* **WHAT THIS TASK INVOLVES**: Report all lines of the records that contain "accurate".
****
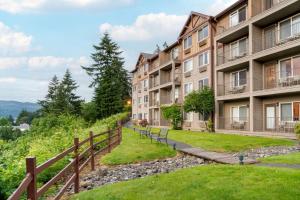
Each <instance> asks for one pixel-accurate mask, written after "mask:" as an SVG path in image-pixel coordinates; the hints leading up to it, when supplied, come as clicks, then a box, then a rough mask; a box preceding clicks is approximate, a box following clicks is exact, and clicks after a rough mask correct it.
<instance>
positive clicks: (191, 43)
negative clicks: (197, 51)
mask: <svg viewBox="0 0 300 200" xmlns="http://www.w3.org/2000/svg"><path fill="white" fill-rule="evenodd" d="M191 46H192V36H191V35H190V36H188V37H187V38H185V39H184V41H183V48H184V49H188V48H190V47H191Z"/></svg>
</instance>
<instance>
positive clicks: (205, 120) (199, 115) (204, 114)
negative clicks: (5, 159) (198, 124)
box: [199, 113, 209, 121]
mask: <svg viewBox="0 0 300 200" xmlns="http://www.w3.org/2000/svg"><path fill="white" fill-rule="evenodd" d="M199 120H200V121H208V120H209V115H208V114H204V113H199Z"/></svg>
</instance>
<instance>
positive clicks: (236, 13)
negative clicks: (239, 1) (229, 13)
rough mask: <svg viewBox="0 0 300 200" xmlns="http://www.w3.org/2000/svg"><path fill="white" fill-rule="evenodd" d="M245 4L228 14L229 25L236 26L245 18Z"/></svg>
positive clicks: (246, 12) (231, 26)
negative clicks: (237, 9) (243, 6)
mask: <svg viewBox="0 0 300 200" xmlns="http://www.w3.org/2000/svg"><path fill="white" fill-rule="evenodd" d="M246 16H247V11H246V6H245V7H242V8H240V9H238V10H236V11H234V12H233V13H231V14H230V27H232V26H236V25H238V24H239V23H241V22H243V21H245V20H246Z"/></svg>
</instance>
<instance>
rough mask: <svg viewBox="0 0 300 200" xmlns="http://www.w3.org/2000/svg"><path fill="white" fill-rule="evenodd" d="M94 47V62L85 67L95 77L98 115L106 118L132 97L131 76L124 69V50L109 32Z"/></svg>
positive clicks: (122, 105)
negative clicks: (120, 46) (98, 43)
mask: <svg viewBox="0 0 300 200" xmlns="http://www.w3.org/2000/svg"><path fill="white" fill-rule="evenodd" d="M94 49H95V52H94V53H93V54H92V55H91V58H92V59H93V61H94V63H93V64H92V65H91V66H89V67H83V69H85V70H86V72H87V74H88V75H89V76H91V77H92V79H93V81H92V83H91V85H90V87H94V88H95V96H94V99H93V100H94V102H95V105H96V107H97V117H98V118H104V117H107V116H110V115H112V114H115V113H118V112H121V111H122V110H123V107H124V101H125V100H126V99H128V98H129V97H130V91H131V86H130V78H129V75H128V71H127V70H125V69H124V59H123V58H122V57H121V54H122V51H120V49H119V46H118V45H117V44H116V43H115V42H113V41H112V40H111V38H110V37H109V35H108V33H105V34H104V37H103V38H102V39H101V42H100V44H99V45H98V46H97V45H94Z"/></svg>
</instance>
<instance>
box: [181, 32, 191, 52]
mask: <svg viewBox="0 0 300 200" xmlns="http://www.w3.org/2000/svg"><path fill="white" fill-rule="evenodd" d="M189 37H191V41H192V42H191V45H190V46H188V47H186V48H185V45H184V42H185V40H187V39H188V38H189ZM192 46H193V35H189V36H187V37H185V38H184V39H183V50H187V49H190V48H192Z"/></svg>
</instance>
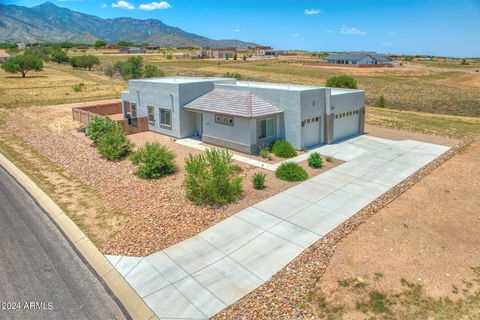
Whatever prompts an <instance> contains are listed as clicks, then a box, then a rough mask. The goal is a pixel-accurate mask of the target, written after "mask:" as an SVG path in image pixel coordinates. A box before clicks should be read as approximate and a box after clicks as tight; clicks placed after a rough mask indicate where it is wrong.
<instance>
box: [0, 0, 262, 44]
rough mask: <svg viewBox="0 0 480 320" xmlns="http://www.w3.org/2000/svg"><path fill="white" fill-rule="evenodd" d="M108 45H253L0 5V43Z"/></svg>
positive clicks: (46, 2)
mask: <svg viewBox="0 0 480 320" xmlns="http://www.w3.org/2000/svg"><path fill="white" fill-rule="evenodd" d="M96 39H103V40H106V41H108V42H118V41H122V40H123V41H132V42H135V43H149V44H157V45H161V46H165V47H175V46H201V47H228V46H234V47H247V46H254V45H255V44H254V43H247V42H243V41H239V40H213V39H209V38H207V37H203V36H200V35H197V34H193V33H188V32H186V31H183V30H182V29H180V28H177V27H172V26H169V25H166V24H164V23H163V22H161V21H160V20H156V19H148V20H139V19H133V18H115V19H102V18H100V17H96V16H93V15H88V14H84V13H81V12H76V11H72V10H69V9H67V8H62V7H58V6H56V5H55V4H53V3H51V2H45V3H43V4H41V5H38V6H35V7H32V8H27V7H22V6H16V5H3V4H0V42H59V41H72V42H85V43H92V42H94V41H95V40H96Z"/></svg>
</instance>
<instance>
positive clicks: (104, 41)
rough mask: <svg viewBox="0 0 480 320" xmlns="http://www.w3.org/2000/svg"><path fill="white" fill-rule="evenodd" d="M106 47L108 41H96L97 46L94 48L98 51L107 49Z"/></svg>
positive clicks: (97, 40)
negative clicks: (105, 47) (97, 49)
mask: <svg viewBox="0 0 480 320" xmlns="http://www.w3.org/2000/svg"><path fill="white" fill-rule="evenodd" d="M106 45H107V42H106V41H104V40H97V41H95V44H94V45H93V46H94V47H95V49H98V48H101V47H105V46H106Z"/></svg>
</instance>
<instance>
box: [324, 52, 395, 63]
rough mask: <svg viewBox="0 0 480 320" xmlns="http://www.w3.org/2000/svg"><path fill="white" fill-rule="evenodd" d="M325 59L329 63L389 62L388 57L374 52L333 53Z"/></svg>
mask: <svg viewBox="0 0 480 320" xmlns="http://www.w3.org/2000/svg"><path fill="white" fill-rule="evenodd" d="M325 60H326V62H327V63H329V64H360V65H363V64H389V60H388V57H386V56H384V55H382V54H378V53H375V52H352V53H335V54H330V55H329V56H328V57H326V58H325Z"/></svg>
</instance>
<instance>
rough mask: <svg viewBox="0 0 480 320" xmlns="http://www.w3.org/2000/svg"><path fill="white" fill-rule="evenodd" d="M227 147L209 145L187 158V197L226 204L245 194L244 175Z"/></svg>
mask: <svg viewBox="0 0 480 320" xmlns="http://www.w3.org/2000/svg"><path fill="white" fill-rule="evenodd" d="M237 167H238V166H236V165H235V164H234V163H233V160H232V155H231V154H230V153H229V152H228V151H227V150H218V149H215V148H210V149H208V150H206V151H205V152H204V153H202V154H199V155H196V156H193V155H191V154H190V155H189V156H188V158H187V159H185V171H186V174H185V180H184V182H183V185H184V188H185V192H186V194H187V197H188V198H190V199H192V200H194V201H196V202H198V203H207V204H210V205H223V204H226V203H230V202H233V201H235V200H237V199H238V198H239V197H240V195H241V193H242V177H240V176H238V168H237Z"/></svg>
****
* **EXPECTED ANSWER**:
Each <instance> asks for one pixel-accurate mask, written after "mask:" as an SVG path in image-pixel coordinates; the hints leading up to it, when supplied, come as clicks, then a box, then a rough mask; a box preceding clicks is approximate, a box following clicks is exact, and clicks after a rough mask correct it.
Whatever prompts an <instance> contains are listed as clicks, then a box, then a rough mask. The goal is a pixel-accurate mask of the target, written after "mask:" as an SVG path in image pixel coordinates. A box before clicks should be read as approximate and a box after clicks as tight; clicks placed after a rough mask indicate where it is wrong.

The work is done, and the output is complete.